(Entradas de un conjunto de datos)
▼▼▼

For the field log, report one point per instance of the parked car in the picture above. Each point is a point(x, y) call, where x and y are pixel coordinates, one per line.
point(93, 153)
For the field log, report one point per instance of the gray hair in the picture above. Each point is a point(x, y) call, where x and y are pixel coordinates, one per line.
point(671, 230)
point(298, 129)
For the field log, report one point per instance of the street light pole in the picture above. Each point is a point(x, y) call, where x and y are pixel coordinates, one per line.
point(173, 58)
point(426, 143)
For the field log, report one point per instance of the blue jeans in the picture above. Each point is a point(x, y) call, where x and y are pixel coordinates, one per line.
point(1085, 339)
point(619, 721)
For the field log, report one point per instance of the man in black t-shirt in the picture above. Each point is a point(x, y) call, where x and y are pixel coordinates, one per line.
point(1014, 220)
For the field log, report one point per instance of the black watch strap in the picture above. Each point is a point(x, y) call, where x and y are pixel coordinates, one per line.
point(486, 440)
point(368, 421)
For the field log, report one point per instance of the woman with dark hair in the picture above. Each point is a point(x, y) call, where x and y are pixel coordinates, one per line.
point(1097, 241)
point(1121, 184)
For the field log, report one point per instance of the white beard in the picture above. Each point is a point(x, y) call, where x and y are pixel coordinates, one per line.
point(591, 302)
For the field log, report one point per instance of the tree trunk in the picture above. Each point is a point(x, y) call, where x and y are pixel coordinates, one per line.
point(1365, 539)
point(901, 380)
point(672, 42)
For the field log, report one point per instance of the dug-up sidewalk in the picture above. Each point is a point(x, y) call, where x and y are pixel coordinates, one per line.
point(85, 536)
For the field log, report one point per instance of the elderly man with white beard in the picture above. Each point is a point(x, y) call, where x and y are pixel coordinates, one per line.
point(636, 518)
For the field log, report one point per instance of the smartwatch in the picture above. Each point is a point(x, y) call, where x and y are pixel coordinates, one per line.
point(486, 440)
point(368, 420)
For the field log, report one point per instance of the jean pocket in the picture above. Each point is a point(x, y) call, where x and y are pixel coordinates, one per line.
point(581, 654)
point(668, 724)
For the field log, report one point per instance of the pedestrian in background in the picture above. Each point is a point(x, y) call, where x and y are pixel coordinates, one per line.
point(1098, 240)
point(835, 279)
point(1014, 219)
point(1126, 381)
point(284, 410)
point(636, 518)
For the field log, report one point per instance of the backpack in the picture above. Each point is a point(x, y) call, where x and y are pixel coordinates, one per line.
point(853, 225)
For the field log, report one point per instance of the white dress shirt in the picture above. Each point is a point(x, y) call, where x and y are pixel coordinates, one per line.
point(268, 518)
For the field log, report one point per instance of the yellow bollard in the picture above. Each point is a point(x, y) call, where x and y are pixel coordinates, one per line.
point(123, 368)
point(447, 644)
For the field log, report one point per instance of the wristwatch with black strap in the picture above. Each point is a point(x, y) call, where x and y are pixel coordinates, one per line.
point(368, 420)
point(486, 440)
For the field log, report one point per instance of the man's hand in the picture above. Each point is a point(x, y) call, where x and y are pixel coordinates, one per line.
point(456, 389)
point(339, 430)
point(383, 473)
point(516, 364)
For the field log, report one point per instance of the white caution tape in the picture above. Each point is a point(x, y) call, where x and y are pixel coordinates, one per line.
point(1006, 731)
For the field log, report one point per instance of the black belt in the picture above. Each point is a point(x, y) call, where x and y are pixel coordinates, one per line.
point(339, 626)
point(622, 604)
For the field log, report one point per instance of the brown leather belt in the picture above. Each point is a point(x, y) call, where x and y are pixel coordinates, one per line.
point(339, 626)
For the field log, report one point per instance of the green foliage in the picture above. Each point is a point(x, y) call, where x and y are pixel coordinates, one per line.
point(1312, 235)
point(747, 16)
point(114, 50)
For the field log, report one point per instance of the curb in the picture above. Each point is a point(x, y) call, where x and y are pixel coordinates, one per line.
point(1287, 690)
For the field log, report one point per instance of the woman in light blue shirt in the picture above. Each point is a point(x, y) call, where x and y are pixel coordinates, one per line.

▲▲▲

Da en formato de lista JSON de cadenas las líneas de los datos que empiezan en la que contiene "of the jean" y terminan en la que contiene "point(668, 724)", ambas incluidas. Pon una cadena por línea y omite las líneas en blanco.

EJERCICIO RESUELTO =
[
  "For the field log, report one point per instance of the jean pocket in the picture above. Each point is a point(x, y) call, where x and y are pixel coordinates, one per line.",
  "point(581, 654)",
  "point(668, 724)"
]